— Start of TASK INPUTS —

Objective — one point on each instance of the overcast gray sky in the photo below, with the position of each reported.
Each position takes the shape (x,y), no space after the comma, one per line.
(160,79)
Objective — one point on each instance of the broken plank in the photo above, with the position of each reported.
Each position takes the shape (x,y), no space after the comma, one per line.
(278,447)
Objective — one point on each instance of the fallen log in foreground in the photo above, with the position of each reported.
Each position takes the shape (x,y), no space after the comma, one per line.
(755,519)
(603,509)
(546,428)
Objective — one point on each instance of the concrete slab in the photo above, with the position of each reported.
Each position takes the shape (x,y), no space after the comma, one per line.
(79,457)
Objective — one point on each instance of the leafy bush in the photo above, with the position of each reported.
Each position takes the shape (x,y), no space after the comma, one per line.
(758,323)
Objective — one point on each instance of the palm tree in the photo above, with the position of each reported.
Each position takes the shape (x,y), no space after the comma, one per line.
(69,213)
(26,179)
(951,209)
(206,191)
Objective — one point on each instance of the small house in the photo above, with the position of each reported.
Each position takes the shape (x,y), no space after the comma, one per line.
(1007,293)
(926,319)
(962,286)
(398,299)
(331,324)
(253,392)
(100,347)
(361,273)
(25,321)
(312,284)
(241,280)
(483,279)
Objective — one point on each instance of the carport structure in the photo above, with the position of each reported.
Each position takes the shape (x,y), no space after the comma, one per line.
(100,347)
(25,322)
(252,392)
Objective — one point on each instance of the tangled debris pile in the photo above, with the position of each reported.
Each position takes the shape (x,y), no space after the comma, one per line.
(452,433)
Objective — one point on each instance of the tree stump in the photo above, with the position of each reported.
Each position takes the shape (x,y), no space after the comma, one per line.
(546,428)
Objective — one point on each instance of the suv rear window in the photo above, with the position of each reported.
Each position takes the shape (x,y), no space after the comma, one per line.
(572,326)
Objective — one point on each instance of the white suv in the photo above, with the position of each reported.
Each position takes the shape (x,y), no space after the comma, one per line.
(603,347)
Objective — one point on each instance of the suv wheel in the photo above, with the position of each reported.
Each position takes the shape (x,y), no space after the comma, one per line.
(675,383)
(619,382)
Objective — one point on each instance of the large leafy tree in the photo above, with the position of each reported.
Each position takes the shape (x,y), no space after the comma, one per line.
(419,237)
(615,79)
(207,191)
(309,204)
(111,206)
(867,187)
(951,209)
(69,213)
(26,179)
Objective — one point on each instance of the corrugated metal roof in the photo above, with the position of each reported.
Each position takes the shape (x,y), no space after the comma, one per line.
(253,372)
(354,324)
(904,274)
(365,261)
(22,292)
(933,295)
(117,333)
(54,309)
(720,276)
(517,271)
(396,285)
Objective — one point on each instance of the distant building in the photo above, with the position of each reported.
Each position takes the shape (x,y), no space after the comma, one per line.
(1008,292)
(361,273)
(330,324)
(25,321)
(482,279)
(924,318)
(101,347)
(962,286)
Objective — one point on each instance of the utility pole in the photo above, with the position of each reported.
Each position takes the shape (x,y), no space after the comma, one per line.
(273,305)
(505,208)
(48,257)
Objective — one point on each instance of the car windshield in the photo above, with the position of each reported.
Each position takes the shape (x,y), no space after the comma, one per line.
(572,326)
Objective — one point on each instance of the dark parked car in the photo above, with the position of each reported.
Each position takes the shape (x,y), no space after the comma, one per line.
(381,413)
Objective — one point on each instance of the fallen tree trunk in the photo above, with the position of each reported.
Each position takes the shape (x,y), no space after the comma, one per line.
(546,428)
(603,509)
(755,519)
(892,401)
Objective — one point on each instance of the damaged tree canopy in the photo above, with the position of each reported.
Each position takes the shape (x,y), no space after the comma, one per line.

— End of TASK INPUTS —

• **OBJECTIVE**
Starting at the line that contains "Objective — one point on each instance of the utility" and continuing through the last line, give those lines again, requests included, with every coordinate in the points multiplied by 1.45 and rounded to a whole number, halves rounding up.

• **ANSWER FOR THIS EXERCISE**
Objective — one point on each instance of the utility pole in the photo above, with the position of each reported.
Each position takes the shape (x,y), no space after the comma, one per line.
(396,442)
(732,302)
(70,373)
Objective — one point on each instance of the car windshield in the photo above, with the position of each reported.
Each position takes the shape (x,y), no space after the comma, one per line.
(829,473)
Objective — one point on each instance of the dark parked car in the photo above, with the position of each reported.
Each position takes the shape (x,y), no space after the comma, one per line.
(552,599)
Objective — one point on each instance of the fallen tree trunk in the photo above, with the position of each reported.
Each position takes the shape (x,y), no space after the comma, one per line.
(792,621)
(874,738)
(1095,753)
(1293,581)
Objective — one point on each instance of the damaged tree canopy in the photo above, with the position of each reported.
Each position takes the shape (x,y), no space after the comma, one per line.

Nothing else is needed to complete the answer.